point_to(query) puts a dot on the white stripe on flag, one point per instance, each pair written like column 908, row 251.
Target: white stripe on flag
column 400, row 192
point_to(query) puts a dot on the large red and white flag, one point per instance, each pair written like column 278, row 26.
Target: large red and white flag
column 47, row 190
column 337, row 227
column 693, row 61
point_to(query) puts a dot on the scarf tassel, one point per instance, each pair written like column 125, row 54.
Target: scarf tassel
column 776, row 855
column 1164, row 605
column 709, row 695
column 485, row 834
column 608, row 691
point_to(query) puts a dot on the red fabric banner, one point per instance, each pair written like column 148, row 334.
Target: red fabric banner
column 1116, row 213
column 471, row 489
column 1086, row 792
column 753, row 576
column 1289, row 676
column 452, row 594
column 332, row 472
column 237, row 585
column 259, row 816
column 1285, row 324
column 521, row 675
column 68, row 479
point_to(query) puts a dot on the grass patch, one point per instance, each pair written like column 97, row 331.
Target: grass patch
==========
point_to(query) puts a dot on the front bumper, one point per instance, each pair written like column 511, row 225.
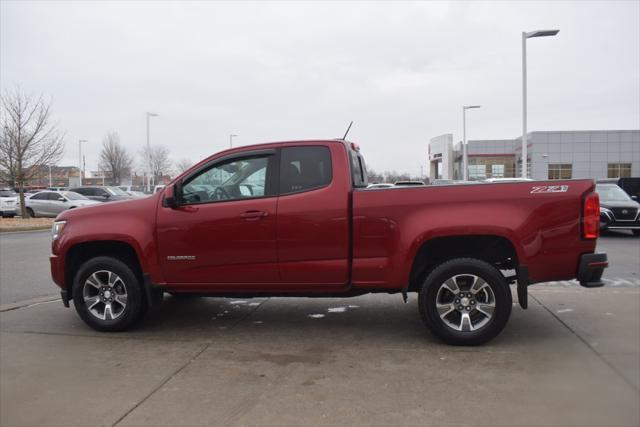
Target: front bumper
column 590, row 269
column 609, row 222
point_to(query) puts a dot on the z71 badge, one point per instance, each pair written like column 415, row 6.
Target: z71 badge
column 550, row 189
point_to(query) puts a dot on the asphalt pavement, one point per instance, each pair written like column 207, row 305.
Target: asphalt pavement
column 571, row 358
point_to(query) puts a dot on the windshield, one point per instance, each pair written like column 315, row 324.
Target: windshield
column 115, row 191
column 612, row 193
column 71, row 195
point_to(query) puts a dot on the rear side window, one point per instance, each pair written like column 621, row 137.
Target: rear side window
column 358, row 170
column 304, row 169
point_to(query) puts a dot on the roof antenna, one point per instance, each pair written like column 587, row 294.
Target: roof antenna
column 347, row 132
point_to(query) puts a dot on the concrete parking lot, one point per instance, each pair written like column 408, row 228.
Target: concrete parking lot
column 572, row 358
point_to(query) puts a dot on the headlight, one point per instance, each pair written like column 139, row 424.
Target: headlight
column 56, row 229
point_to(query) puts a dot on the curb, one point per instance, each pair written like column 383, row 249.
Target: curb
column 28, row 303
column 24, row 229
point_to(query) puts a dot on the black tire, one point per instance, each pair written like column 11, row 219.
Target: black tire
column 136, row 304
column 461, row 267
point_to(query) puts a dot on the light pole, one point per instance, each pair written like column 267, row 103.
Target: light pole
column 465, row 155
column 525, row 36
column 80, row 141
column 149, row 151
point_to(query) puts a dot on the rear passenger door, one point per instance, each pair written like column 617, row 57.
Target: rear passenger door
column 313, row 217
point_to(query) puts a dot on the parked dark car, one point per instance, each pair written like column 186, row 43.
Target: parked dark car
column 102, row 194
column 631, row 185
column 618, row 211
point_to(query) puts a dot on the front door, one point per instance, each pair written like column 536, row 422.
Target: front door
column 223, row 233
==========
Extract and repeat every line from the one containing "point_to(query) puts a dot on the large" down to the one containing "Target: grass patch", including both of those lines, with each reproduced verbatim.

## FINAL ANSWER
point_to(query) puts a dot on the large red and white flag, one point per instance, each pair written like column 278, row 26.
Target: large red and white flag
column 47, row 190
column 337, row 227
column 693, row 61
point_to(query) puts a dot on the scarf tassel, one point per instance, each pair written like column 125, row 54.
Target: scarf tassel
column 776, row 855
column 1164, row 605
column 709, row 695
column 485, row 834
column 608, row 691
point_to(query) puts a dot on the red fabric banner, one point per instance, each pair written like column 148, row 334.
Target: red fabric banner
column 1116, row 213
column 471, row 489
column 1086, row 792
column 753, row 576
column 1289, row 676
column 452, row 594
column 332, row 472
column 237, row 585
column 259, row 816
column 1285, row 324
column 521, row 675
column 68, row 479
point_to(query) puts a dot on the grass patch, one point per instance, each pair written like column 97, row 331.
Target: grass patch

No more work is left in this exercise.